• _Your goal_
Starting at the line with "Expected: for every instance of the wooden desk in", retype every line through the end of the listing exactly as written, and nothing before it.

*** Begin section ***

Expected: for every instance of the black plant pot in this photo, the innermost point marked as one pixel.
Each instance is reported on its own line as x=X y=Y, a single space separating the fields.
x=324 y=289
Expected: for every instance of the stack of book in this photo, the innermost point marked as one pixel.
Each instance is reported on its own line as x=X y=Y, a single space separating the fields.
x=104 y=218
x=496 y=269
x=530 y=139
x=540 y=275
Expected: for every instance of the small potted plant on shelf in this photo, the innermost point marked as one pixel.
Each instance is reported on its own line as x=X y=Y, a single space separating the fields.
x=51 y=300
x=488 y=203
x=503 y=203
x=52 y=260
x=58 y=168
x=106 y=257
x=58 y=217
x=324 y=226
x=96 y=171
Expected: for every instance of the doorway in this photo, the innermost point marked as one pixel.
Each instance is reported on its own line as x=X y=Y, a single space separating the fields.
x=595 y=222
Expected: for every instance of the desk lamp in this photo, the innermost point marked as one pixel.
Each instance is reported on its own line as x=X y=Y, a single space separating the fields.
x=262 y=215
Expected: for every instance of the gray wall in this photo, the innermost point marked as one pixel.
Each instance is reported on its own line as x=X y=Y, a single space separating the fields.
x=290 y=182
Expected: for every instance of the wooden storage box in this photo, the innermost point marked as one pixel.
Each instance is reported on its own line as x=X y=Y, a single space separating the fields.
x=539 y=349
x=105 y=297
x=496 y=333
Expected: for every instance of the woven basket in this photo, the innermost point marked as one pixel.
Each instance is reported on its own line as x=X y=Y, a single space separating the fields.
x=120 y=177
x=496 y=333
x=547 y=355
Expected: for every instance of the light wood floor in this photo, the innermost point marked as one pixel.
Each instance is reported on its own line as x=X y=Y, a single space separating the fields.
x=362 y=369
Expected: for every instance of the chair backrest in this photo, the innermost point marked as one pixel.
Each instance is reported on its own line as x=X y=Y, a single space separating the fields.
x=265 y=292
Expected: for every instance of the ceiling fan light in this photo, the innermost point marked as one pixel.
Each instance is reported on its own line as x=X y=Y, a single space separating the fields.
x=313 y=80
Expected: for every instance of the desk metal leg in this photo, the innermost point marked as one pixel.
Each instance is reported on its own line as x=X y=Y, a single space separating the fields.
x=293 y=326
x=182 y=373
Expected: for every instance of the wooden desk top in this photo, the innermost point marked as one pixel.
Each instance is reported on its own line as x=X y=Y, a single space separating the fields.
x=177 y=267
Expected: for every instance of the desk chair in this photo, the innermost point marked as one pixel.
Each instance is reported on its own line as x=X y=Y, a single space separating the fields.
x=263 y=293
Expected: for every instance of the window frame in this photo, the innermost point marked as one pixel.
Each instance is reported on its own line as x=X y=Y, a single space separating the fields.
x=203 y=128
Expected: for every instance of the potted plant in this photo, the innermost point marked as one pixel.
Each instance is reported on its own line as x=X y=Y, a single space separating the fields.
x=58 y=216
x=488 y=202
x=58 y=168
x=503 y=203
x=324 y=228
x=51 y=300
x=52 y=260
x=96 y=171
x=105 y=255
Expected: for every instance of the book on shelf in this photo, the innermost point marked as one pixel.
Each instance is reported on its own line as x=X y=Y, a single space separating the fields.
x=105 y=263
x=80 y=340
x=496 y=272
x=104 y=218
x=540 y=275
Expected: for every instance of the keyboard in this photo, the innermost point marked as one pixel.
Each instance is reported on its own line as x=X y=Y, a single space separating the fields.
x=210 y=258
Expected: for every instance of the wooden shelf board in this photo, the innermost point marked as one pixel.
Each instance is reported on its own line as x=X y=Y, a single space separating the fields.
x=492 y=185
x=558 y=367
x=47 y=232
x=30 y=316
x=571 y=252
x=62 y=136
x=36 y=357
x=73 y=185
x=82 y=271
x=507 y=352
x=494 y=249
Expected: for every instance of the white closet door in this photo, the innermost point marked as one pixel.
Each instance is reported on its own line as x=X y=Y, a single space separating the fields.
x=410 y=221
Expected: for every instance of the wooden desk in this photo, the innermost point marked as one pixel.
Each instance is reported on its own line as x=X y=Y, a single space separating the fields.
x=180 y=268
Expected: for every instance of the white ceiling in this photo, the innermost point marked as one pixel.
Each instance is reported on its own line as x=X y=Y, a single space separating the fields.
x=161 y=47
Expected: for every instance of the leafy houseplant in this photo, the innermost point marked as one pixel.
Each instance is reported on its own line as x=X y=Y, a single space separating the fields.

*** End section ***

• _Answer to this problem_
Expected: for every instance of the wooden desk in this photo, the innermost point marked as one pixel.
Each instance is reported on its own line as x=X y=Y, a single space separating the fields.
x=180 y=268
Expected: for every instance of the white ceiling in this photo, the innermost point marked as one pixel.
Each instance is reported on its own line as x=X y=Y, a single space separating the fields.
x=161 y=47
Expected: for every instance of the leafy houseplant in this photo, the innermost point marked as one pixel.
Each instance is reported on its own line as x=X y=Y, a single space separating the fields.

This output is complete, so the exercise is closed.